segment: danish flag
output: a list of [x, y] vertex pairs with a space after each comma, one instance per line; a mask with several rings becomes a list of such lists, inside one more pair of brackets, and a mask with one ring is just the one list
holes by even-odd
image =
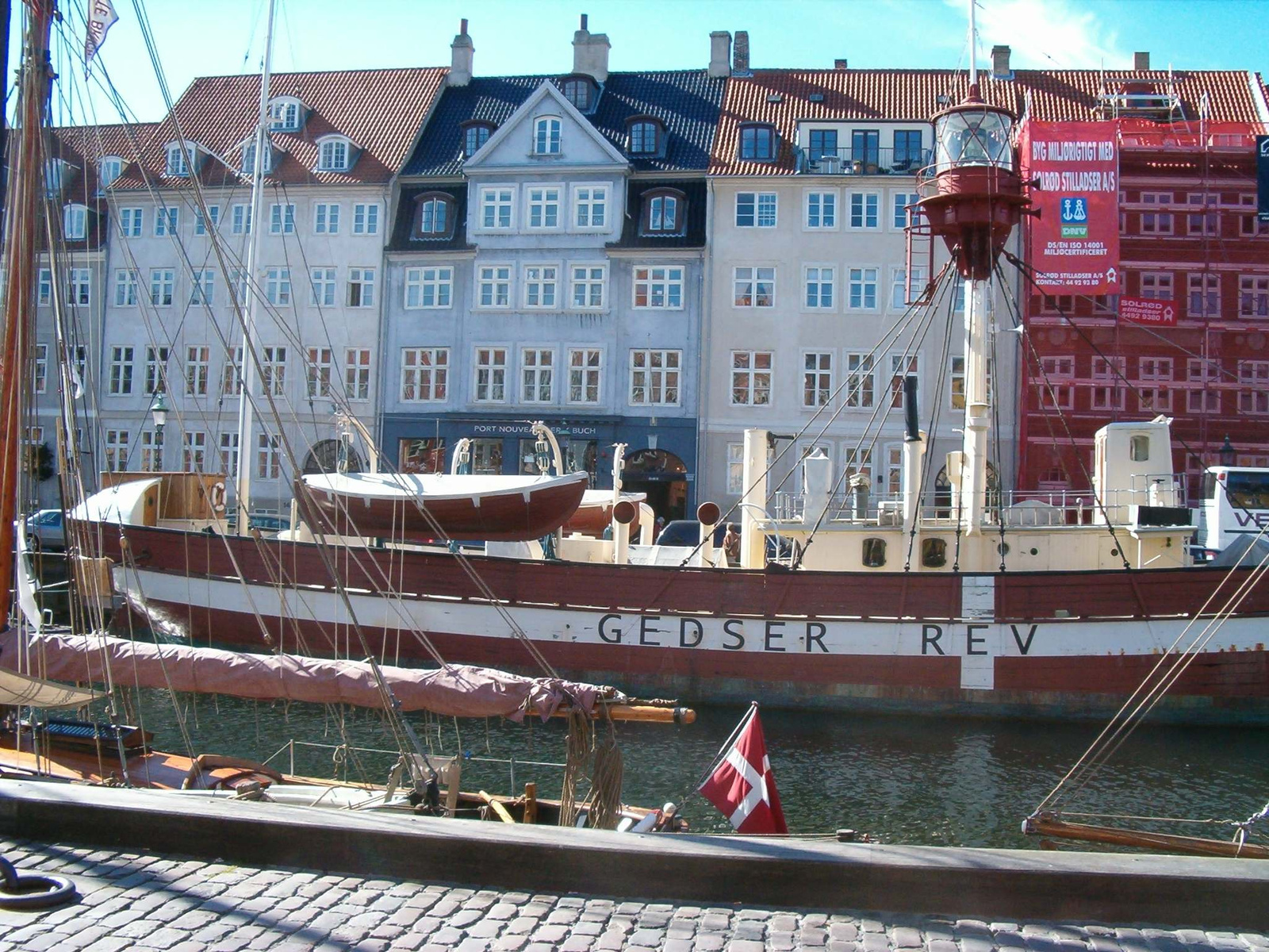
[[766, 759], [763, 722], [755, 702], [713, 773], [697, 790], [731, 820], [737, 833], [788, 833], [775, 776]]

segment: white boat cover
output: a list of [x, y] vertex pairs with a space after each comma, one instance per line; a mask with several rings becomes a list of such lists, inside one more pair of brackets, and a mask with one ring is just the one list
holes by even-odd
[[[48, 678], [104, 682], [103, 656], [119, 684], [231, 694], [261, 701], [383, 707], [371, 665], [303, 655], [253, 655], [188, 645], [154, 645], [104, 635], [0, 635], [0, 668], [18, 668], [25, 650]], [[525, 678], [494, 668], [453, 664], [445, 668], [381, 665], [383, 678], [405, 711], [444, 717], [508, 717], [519, 721], [532, 710], [543, 720], [563, 703], [593, 713], [600, 699], [624, 702], [614, 688], [558, 678]], [[30, 703], [30, 702], [23, 702]]]

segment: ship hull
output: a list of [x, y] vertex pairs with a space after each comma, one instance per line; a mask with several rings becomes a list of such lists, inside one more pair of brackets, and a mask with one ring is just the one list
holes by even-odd
[[[348, 604], [315, 546], [129, 527], [137, 567], [118, 588], [198, 644], [266, 645], [390, 661], [529, 669], [500, 612], [445, 553], [339, 556]], [[108, 536], [107, 536], [108, 537]], [[1187, 627], [1233, 580], [1208, 569], [920, 575], [773, 572], [473, 559], [523, 633], [561, 674], [687, 703], [1104, 718], [1169, 650], [1208, 638], [1152, 716], [1269, 724], [1269, 592], [1253, 589], [1218, 630]], [[184, 570], [176, 566], [187, 566]], [[387, 572], [391, 570], [391, 576]], [[373, 594], [371, 576], [400, 598]], [[1225, 586], [1221, 581], [1226, 580]], [[359, 627], [359, 632], [358, 632]], [[363, 646], [362, 638], [365, 642]]]

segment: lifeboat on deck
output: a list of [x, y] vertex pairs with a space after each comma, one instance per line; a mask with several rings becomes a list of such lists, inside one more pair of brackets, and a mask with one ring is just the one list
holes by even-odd
[[[528, 542], [577, 512], [589, 476], [313, 473], [296, 484], [316, 509], [315, 532], [428, 542], [442, 537]], [[301, 510], [302, 517], [310, 514]]]

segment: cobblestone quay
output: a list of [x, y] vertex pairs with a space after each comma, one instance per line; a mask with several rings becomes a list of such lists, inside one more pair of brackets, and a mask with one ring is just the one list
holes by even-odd
[[81, 894], [56, 910], [0, 913], [3, 952], [1269, 952], [1263, 933], [1232, 929], [689, 906], [30, 840], [0, 840], [0, 852], [22, 871], [69, 876]]

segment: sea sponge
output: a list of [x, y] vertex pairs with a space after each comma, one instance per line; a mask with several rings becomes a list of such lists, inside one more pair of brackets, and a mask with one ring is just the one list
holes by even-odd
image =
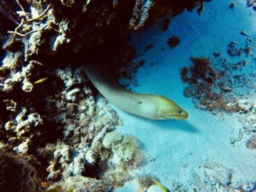
[[44, 189], [32, 165], [0, 151], [0, 191], [43, 192]]

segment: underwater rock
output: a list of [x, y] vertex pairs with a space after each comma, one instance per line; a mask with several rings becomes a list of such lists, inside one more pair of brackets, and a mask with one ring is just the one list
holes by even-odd
[[247, 147], [250, 149], [256, 149], [256, 136], [252, 136], [247, 142]]
[[0, 151], [0, 191], [44, 192], [35, 168], [26, 160]]

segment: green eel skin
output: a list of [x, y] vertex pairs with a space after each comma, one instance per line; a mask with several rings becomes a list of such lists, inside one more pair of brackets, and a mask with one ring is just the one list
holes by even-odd
[[150, 119], [186, 119], [189, 113], [163, 96], [125, 90], [97, 67], [88, 65], [86, 74], [99, 92], [123, 111]]

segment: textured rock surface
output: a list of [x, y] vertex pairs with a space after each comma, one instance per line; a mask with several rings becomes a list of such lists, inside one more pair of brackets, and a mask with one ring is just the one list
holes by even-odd
[[25, 160], [0, 151], [0, 191], [43, 192], [35, 168]]

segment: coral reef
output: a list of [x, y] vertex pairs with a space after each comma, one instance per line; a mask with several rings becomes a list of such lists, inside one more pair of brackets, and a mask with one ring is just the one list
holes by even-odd
[[180, 44], [180, 40], [177, 37], [172, 37], [168, 39], [167, 41], [169, 46], [173, 49], [175, 47], [177, 47], [179, 44]]
[[26, 160], [0, 151], [0, 191], [44, 192], [35, 168]]
[[[253, 146], [250, 136], [255, 131], [256, 108], [255, 72], [252, 66], [255, 58], [253, 50], [255, 40], [248, 34], [244, 36], [245, 47], [232, 41], [228, 45], [230, 57], [238, 57], [238, 61], [231, 62], [216, 52], [213, 57], [192, 57], [193, 65], [183, 67], [181, 76], [185, 82], [184, 96], [192, 99], [195, 108], [210, 111], [213, 114], [236, 113], [242, 129], [237, 131], [237, 136], [230, 137], [234, 144], [243, 138], [248, 140], [247, 146]], [[244, 73], [248, 70], [249, 73]], [[251, 142], [252, 141], [252, 142]], [[250, 143], [250, 144], [249, 144]], [[253, 147], [248, 147], [253, 148]]]

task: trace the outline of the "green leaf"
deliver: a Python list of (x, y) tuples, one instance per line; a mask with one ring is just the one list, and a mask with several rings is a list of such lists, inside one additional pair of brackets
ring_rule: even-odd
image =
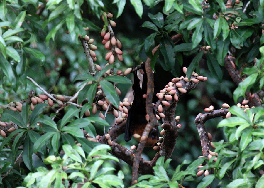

## WORK REQUIRED
Please reproduce all of the material above word for word, leaving out the pictures.

## WRITTEN REPLY
segment: danish flag
output: a list of [x, y] vertex pairs with a space after each comma, one instance per line; a mask with several rings becomes a list of such lists, inside one more pair of brackets, and a mask with one ring is just the one list
holes by even-odd
image =
[[766, 759], [763, 722], [755, 702], [713, 773], [697, 790], [731, 820], [737, 833], [788, 833], [775, 776]]

segment: white boat cover
output: a list of [x, y] vertex pairs with a space after each comma, one instance per line; a mask with several rings becomes a list of such lists, inside one more pair of brackets, and a mask with one ring is just the one list
holes by even-odd
[[[48, 678], [104, 682], [103, 656], [119, 684], [231, 694], [261, 701], [383, 707], [371, 665], [303, 655], [253, 655], [188, 645], [154, 645], [104, 635], [0, 635], [0, 668], [18, 668], [25, 650]], [[525, 678], [494, 668], [453, 664], [445, 668], [381, 665], [383, 678], [405, 711], [444, 717], [508, 717], [519, 721], [532, 710], [543, 720], [563, 703], [593, 713], [600, 699], [624, 702], [614, 688], [558, 678]], [[30, 703], [30, 702], [23, 702]]]

segment: ship hull
output: a list of [x, y] vertex pairs with a space after each comma, one instance per line; a mask with several rings becomes a list of such lists, inside one more pair of brackets, and a mask with one ring is just the one list
holes by even-odd
[[[348, 604], [315, 546], [129, 527], [137, 567], [118, 588], [198, 644], [266, 645], [390, 661], [529, 669], [500, 612], [445, 553], [339, 556]], [[108, 536], [107, 536], [108, 537]], [[1187, 627], [1233, 580], [1208, 569], [920, 575], [773, 572], [473, 559], [523, 633], [561, 674], [687, 703], [1104, 718], [1169, 650], [1208, 638], [1152, 716], [1269, 724], [1269, 592], [1253, 589], [1218, 630]], [[184, 570], [176, 566], [187, 566]], [[387, 572], [391, 570], [391, 576]], [[373, 594], [371, 576], [400, 598]], [[1225, 586], [1221, 581], [1226, 580]], [[359, 627], [359, 632], [358, 632]], [[363, 646], [362, 638], [365, 642]]]

segment: lifeboat on deck
output: a list of [x, y] vertex pairs with a space after each comma, one instance per line; a mask with several rings becomes a list of such lists, inside one more pair of brackets, and a mask with one ring is just the one list
holes by even-odd
[[[528, 542], [577, 512], [589, 476], [313, 473], [296, 484], [316, 509], [315, 532], [428, 542], [442, 537]], [[301, 510], [302, 517], [310, 514]]]

segment: cobblestone quay
output: a list of [x, y] vertex pairs with a space after each comma, one instance per line; a mask with several rings becomes a list of such lists, inside one more pair of brackets, and a mask with one ring is just the one list
holes by even-odd
[[81, 894], [56, 910], [0, 913], [3, 952], [1269, 952], [1263, 933], [1232, 929], [689, 906], [30, 840], [0, 840], [0, 852], [22, 871], [69, 876]]

segment: sea sponge
output: a list of [x, y] vertex pairs with a space after each comma, one instance per line; a mask with several rings becomes a list of such lists, inside one more pair of brackets, and a mask with one ring is just the one list
holes by even-odd
image =
[[44, 189], [32, 165], [0, 151], [0, 191], [43, 192]]

segment: underwater rock
output: a list of [x, y] vertex pairs with a space after each comma, one instance per line; a mask with several rings becomes a list of such lists, inside one more pair of brackets, and a mask with one ring is just the one list
holes by even-odd
[[247, 147], [250, 149], [256, 149], [256, 136], [252, 136], [247, 142]]
[[0, 151], [0, 191], [44, 192], [35, 168], [26, 160]]

segment: green eel skin
output: a list of [x, y] vertex pairs with a space after each comma, one instance per line; a mask with several rings becomes a list of such lists, inside one more pair of brackets, and a mask with one ring is just the one list
holes by even-odd
[[150, 119], [186, 119], [189, 113], [163, 96], [125, 90], [97, 67], [88, 65], [86, 74], [99, 92], [123, 111]]

segment: textured rock surface
output: a list of [x, y] vertex pairs with a space after each comma, one instance per line; a mask with several rings becomes a list of such lists, inside one more pair of brackets, and a mask with one ring is just the one list
holes by even-odd
[[25, 160], [0, 151], [0, 191], [43, 192], [35, 168]]

segment: coral reef
output: a list of [x, y] vertex pairs with a space after each comma, one instance per line; a mask with several rings becomes a list of such lists, inside one more pair of brackets, and a mask with one ring is just the one list
holes by even-odd
[[180, 44], [180, 40], [177, 37], [172, 37], [168, 39], [167, 41], [169, 46], [173, 49], [175, 47], [177, 47], [179, 44]]
[[26, 160], [0, 151], [0, 191], [44, 192], [35, 168]]
[[[253, 146], [250, 136], [255, 131], [256, 108], [255, 72], [252, 66], [255, 58], [253, 50], [255, 40], [248, 34], [244, 36], [245, 47], [232, 41], [228, 45], [230, 57], [238, 57], [238, 61], [231, 62], [216, 52], [213, 57], [192, 57], [193, 65], [183, 67], [181, 76], [185, 82], [184, 96], [192, 99], [195, 108], [210, 111], [213, 114], [236, 113], [242, 129], [237, 131], [237, 136], [230, 137], [234, 144], [243, 138], [248, 140], [247, 146]], [[244, 73], [248, 70], [249, 73]], [[251, 142], [252, 141], [252, 142]], [[250, 143], [250, 144], [249, 144]], [[253, 147], [248, 147], [253, 148]]]

task: trace the outline of the "green leaf"
deliver: a Python list of (x, y) tuples, one instance per line; a mask with one ring is just the one list, and a mask with several rings is a list of such lists, inside one additional pair of brackets
ring_rule: even-odd
image =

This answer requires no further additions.